*Data in this exercise*:
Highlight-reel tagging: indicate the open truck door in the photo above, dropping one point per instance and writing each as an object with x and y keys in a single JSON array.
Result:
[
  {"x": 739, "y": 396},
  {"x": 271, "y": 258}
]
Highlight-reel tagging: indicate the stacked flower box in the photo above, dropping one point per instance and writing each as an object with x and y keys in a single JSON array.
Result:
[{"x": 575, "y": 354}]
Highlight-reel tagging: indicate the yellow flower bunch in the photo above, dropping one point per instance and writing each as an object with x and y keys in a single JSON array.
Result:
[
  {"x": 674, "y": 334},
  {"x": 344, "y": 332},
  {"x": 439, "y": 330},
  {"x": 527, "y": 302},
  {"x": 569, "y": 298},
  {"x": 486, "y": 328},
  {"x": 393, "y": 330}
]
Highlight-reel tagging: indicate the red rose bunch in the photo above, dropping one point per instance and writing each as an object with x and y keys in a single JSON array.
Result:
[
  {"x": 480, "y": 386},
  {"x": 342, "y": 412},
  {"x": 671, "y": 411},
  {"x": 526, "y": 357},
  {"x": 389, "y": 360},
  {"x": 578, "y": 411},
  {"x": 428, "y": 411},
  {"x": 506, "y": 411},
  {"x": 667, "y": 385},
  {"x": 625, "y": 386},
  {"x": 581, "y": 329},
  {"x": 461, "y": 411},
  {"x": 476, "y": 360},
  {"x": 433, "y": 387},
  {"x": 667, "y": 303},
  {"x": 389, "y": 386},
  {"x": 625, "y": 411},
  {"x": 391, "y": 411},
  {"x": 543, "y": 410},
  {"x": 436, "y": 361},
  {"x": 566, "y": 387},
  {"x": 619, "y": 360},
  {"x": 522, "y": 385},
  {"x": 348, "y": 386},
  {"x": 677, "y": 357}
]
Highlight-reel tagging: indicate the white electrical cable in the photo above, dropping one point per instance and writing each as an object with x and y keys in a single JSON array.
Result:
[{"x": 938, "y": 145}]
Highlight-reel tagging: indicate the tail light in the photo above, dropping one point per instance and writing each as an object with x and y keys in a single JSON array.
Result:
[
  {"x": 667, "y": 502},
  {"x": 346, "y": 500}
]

*The problem*: Return all of the records above verbatim, reproducing each line with no changes.

*Written response*:
Highlight-reel tagging: indicate the open truck door in the photo above, dropping one point per instance and writing each as an object with x and y keys in a single JSON array.
Result:
[
  {"x": 739, "y": 396},
  {"x": 271, "y": 258}
]
Highlight-reel tagging: indicate the stacked flower box in the photo above, dropping one point per instance and writing each as an object with x and y keys in a single JSON array.
Result:
[{"x": 575, "y": 354}]
Highlight-reel tagging: indicate the yellow flower bunch in the photo above, dropping one point per instance and writing each as an object with x and y keys in a single JSON array.
Result:
[
  {"x": 674, "y": 334},
  {"x": 344, "y": 332},
  {"x": 439, "y": 330},
  {"x": 527, "y": 302},
  {"x": 569, "y": 298},
  {"x": 486, "y": 328},
  {"x": 393, "y": 330}
]
Highlight-reel tagging: indicate the red rose bunch in the photo above, dropping one point per instance and writing each as an object with x and y keys in a single JSON array.
Result:
[
  {"x": 480, "y": 386},
  {"x": 342, "y": 412},
  {"x": 671, "y": 411},
  {"x": 526, "y": 357},
  {"x": 389, "y": 360},
  {"x": 578, "y": 411},
  {"x": 428, "y": 411},
  {"x": 506, "y": 411},
  {"x": 667, "y": 385},
  {"x": 625, "y": 386},
  {"x": 581, "y": 329},
  {"x": 461, "y": 411},
  {"x": 476, "y": 360},
  {"x": 433, "y": 387},
  {"x": 667, "y": 303},
  {"x": 389, "y": 386},
  {"x": 625, "y": 411},
  {"x": 391, "y": 411},
  {"x": 543, "y": 410},
  {"x": 436, "y": 361},
  {"x": 566, "y": 387},
  {"x": 619, "y": 360},
  {"x": 522, "y": 385},
  {"x": 348, "y": 386},
  {"x": 677, "y": 357}
]
Highlight-reel tagging: indicate the white electrical cable in the photo above, dropping one point per instance and writing each as an object with x and y keys in a single JSON array.
Result:
[{"x": 938, "y": 145}]
Highlight-reel tagging: indicate the tail light in the photo above, dropping one point per instance and writing each as an object with x and y keys in a single JSON array.
Result:
[
  {"x": 667, "y": 502},
  {"x": 346, "y": 500}
]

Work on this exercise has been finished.